Stored entries
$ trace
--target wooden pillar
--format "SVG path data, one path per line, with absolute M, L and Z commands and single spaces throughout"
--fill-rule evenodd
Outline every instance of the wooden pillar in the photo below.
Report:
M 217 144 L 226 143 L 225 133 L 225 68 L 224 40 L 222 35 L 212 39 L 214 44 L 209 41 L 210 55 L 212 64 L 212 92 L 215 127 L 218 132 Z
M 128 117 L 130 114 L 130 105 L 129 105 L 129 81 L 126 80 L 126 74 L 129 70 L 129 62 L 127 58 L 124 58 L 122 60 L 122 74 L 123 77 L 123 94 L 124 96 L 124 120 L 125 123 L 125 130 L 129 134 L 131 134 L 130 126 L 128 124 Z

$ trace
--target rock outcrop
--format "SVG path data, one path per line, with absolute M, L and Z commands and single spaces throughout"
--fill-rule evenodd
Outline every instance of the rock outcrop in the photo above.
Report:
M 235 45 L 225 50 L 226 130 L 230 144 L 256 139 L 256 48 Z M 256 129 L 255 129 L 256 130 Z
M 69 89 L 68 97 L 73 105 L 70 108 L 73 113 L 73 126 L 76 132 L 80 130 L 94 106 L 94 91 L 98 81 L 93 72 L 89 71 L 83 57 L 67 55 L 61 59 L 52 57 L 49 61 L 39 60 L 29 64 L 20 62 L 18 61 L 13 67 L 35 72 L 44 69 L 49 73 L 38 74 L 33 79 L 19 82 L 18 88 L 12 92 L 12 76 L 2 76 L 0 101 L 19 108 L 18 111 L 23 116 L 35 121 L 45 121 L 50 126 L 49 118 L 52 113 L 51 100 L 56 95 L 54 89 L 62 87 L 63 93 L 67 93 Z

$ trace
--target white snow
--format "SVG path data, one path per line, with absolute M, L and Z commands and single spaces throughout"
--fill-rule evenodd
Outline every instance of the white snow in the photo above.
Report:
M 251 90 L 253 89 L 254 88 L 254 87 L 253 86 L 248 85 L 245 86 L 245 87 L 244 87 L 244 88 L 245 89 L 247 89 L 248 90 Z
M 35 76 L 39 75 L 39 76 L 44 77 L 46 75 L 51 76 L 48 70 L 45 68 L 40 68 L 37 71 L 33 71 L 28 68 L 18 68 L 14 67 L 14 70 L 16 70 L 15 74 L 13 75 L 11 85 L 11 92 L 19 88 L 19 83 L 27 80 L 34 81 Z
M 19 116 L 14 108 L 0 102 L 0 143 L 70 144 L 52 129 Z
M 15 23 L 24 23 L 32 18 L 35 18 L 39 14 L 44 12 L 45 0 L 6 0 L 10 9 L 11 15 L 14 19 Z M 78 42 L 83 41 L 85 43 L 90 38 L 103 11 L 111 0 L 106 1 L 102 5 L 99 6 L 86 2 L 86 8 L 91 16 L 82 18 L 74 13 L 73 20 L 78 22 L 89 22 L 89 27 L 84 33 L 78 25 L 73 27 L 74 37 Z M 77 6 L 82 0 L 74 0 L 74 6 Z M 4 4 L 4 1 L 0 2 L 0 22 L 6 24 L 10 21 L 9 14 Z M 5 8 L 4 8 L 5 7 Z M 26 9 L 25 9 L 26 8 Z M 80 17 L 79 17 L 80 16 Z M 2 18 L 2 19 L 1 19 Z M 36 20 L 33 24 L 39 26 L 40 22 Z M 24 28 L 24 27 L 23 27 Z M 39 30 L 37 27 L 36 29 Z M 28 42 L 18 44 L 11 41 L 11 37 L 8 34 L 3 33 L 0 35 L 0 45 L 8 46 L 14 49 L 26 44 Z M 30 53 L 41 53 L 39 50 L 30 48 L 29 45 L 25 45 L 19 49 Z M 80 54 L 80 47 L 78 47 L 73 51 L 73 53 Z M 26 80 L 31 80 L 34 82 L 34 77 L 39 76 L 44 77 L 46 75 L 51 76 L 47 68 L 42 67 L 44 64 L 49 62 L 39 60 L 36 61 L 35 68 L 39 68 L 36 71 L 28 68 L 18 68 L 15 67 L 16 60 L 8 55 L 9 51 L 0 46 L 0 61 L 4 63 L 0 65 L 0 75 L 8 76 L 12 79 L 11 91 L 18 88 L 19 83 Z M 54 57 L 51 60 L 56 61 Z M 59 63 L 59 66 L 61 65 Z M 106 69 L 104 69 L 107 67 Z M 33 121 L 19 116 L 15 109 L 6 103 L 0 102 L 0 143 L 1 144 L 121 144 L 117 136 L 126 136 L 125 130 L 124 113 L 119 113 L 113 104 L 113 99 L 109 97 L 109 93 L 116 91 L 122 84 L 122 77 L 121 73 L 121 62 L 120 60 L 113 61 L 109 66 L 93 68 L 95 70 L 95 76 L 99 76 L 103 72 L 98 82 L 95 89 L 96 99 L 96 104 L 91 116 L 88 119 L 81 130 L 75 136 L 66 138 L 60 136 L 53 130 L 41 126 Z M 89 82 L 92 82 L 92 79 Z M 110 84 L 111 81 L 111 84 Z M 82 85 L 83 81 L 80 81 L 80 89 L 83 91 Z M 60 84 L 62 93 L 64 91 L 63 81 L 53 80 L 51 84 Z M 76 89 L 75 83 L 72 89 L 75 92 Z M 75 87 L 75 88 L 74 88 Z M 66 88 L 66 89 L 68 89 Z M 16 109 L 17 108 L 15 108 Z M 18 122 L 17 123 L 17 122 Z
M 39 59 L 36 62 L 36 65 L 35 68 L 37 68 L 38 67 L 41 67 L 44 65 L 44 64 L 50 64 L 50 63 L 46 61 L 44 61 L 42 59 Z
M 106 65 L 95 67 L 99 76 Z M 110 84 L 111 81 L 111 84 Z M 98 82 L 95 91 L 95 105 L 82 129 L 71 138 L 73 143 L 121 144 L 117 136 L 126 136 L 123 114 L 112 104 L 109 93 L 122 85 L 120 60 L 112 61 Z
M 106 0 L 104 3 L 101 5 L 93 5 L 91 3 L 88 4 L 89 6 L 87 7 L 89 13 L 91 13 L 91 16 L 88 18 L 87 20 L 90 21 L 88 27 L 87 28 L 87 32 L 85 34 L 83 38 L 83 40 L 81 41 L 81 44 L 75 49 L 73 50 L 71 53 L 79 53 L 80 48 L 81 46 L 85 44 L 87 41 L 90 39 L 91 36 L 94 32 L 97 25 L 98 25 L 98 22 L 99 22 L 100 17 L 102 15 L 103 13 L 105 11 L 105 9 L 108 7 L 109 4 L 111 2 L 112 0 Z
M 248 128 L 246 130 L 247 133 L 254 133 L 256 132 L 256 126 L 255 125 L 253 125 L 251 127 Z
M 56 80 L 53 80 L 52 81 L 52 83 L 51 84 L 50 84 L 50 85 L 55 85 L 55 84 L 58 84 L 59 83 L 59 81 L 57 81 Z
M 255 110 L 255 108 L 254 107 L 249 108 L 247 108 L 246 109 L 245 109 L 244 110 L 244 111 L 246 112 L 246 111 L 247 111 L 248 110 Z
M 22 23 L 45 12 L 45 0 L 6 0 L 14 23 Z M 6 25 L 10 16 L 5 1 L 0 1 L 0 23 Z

**BRIEF:**
Reproduce the rows from the beginning of the stored entries through the line that contains "M 128 117 L", replacing "wooden pillar" with "timber post" and leaving everything else unchanged.

**EXERCISE SOLUTION:**
$ trace
--target timber post
--format "SVG path data, one path per line, with absolute M, L and Z commands and single spaces throughout"
--fill-rule evenodd
Outline every instance of the timber post in the photo below.
Report:
M 217 144 L 226 143 L 225 133 L 225 68 L 224 40 L 222 35 L 212 39 L 214 44 L 209 41 L 210 55 L 212 64 L 212 92 L 215 127 L 218 132 Z
M 128 117 L 130 114 L 130 105 L 129 105 L 129 81 L 126 80 L 126 74 L 129 70 L 129 62 L 127 58 L 124 58 L 122 60 L 122 74 L 123 77 L 123 94 L 124 96 L 124 120 L 125 123 L 125 130 L 129 134 L 131 134 L 130 126 L 128 124 Z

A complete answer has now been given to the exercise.